**The problem:**
Find the word "teacup" in the listing below, then return every line it appears in.

**Material supplied:**
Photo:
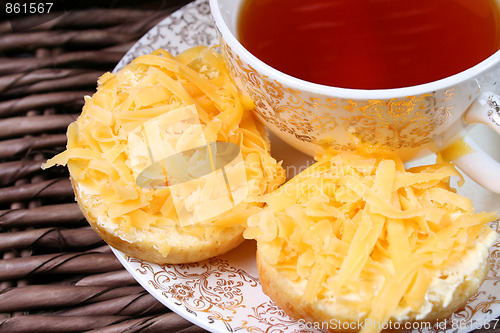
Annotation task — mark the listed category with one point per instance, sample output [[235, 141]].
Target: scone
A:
[[166, 159], [359, 243]]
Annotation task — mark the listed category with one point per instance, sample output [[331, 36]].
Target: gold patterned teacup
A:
[[413, 121]]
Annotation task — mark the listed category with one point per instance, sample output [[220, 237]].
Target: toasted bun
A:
[[139, 165], [288, 295], [357, 238], [146, 244]]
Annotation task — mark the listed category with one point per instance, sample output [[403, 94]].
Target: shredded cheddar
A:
[[121, 126], [359, 223]]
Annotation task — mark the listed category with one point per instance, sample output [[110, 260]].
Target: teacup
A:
[[413, 121]]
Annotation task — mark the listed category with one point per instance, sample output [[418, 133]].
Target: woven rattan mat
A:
[[56, 274]]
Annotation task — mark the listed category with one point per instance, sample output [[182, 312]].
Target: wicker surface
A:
[[56, 274]]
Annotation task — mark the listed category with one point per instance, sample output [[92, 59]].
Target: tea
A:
[[370, 44]]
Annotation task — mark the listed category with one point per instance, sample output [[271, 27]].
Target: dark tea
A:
[[370, 44]]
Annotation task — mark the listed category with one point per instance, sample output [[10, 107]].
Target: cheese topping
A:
[[156, 102], [370, 239]]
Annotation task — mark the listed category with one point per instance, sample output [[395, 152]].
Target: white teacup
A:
[[414, 121]]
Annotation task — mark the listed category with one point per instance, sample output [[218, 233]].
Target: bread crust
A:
[[287, 295], [147, 245]]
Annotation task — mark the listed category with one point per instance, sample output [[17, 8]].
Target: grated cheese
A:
[[358, 225], [149, 106]]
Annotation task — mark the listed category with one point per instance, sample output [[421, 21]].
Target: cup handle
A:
[[478, 165]]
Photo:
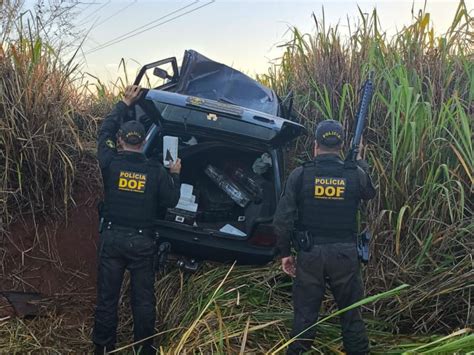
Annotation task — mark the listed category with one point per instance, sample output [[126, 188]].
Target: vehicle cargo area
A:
[[226, 190]]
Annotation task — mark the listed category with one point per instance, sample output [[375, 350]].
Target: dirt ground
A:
[[55, 258]]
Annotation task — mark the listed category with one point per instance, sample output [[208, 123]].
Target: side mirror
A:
[[161, 73]]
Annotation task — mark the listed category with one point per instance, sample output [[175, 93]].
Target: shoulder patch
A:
[[110, 143]]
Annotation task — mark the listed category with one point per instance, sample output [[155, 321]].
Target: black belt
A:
[[109, 225]]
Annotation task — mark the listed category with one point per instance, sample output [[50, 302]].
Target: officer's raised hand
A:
[[175, 168], [132, 94], [289, 266]]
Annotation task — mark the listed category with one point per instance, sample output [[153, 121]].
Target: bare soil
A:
[[54, 258]]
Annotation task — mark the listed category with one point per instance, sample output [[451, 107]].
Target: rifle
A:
[[368, 90]]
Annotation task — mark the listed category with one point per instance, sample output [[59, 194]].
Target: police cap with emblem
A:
[[329, 133], [132, 132]]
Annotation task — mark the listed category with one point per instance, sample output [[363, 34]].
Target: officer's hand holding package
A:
[[321, 200], [135, 188]]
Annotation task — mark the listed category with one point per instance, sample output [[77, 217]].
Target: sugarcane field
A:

**Response for this exercise:**
Target: gold patterned teacup
Target: teacup
Target: white teacup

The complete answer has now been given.